For analyzing the humoral immune response by antigen specific ELISA, the corresponding antigen (1 µg*ml−1) in PBS was coated onto a MaxiSorbTM 96-well microtiter plate (Thermo Fischer) at 4 °C overnight. Subsequently, wells were blocked with SmartBlock (Candor), serum added in a serial dilution ranging from 1:100 to 1:100000 and incubated for 1 hour at 37 °C. Next, a secondary anti-mouse-IgG-HRP conjugate (AbD Serotec) was added in a dilution of 1:10000 and incubated for 1 hour at 37 °C. After incubation, TMB substrate solution was added and the enzymatic reaction stopped with 2 N H2SO4 after 3 minutes. Washing in between incubation steps was carried out four times with PBS/0.05% Tween20. Absorbance was detected at 450 nm with background correction at 620 nm in an Infinite F200 Pro (Tecan).

Flow cytometry analysis

Intracellular cytokine staining - mouse

Antigen-specific cellular immune response was analyzed by intracellular cytokine staining (ICCS) of restimulated splenocytes from immunized and control groups. Spleens were transferred into 3 ml RPMI+ medium and kept on ice until preparation was finished. Spleen single cell suspension was prepared using a 70 µM cell strainer. For erythrocyte lysis, cells were incubated in 3 ml ACT buffer (17 mM ammonium chloride, 153 mM Tris) for 7 minutes. After washing, cells were resuspended in 8 ml medium. 1 ml cell suspension was restimulated with 75 µg of antigen in a 24-well plate for 2 hours at 37 °C. Subsequently, GolgiPlugTM was added overnight to suppress cytokine secretion, leading to intracellular cytokine accumulation. For cell staining, cells were first labeled with EMA to enable live/dead discrimination. After washing, the surface marker CD4 was stained. After permeabilization with Cytofix/Cytoperm™ Plus (BD Biosciences), intracellular cytokines were stained with an antibody-panel against IFNγ, TNFα, IL-2 and IL-17. Subsequently, cells were fixed with 1% PFA, filtered and analyzed by flow cytometry on a CyAN ADP 9 color analyzer (Beckman Coulter), gating on living lymphocytes positive for CD4, counting at least 100 000 events. Single color controls were used for live compensation. Data were analyzed with the FloJo X software (Treestar).

List of tasks:
1 > List every cytokine the immunology methods text says was stained intracellularly.
2 > Write the next part of the immunology methods text, starting after its final sentence.

Supplied data:
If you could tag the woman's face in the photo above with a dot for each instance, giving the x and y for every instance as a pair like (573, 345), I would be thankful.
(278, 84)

Responses by task:
1 > IFNγ, TNFα, IL-2, IL-17

2 >
Intracellular cytokine staining - human

Blood samples were taken from healthy and H. pylori infected patients after informed consent was obtained, in accordance with ethical regulations (approved by the ethical committee of the faculty of Medicine TUM # 5662/13). PBMCs were isolated by Ficoll® gradient and cryopreserved in 10% DMSO from. Cells were quickly thawed, resuspended in pre-warmed PBS, centrifuged at 700 g for 10 minutes and resuspended in 5 ml AIM-V T cell medium. After counting, cell concentration was adjusted to approximately 1 × 107 cells per ml and 1,5 × 106 cells seeded into a round bottom 96-well plate. For restimulation, 50 µg*ml−1 antigen with an endotoxin content of less than 30 EU*mg−1 was added and incubated for 1 hour at 37 °C. Subsequently, GolgiPlugTM was added (1:500) to suppress cytokine secretion, leading to intracellular cytokine accumulation, and incubated for 3.5 hours. As controls, cells were left untreated or stimulated with PMA/Ionomycin.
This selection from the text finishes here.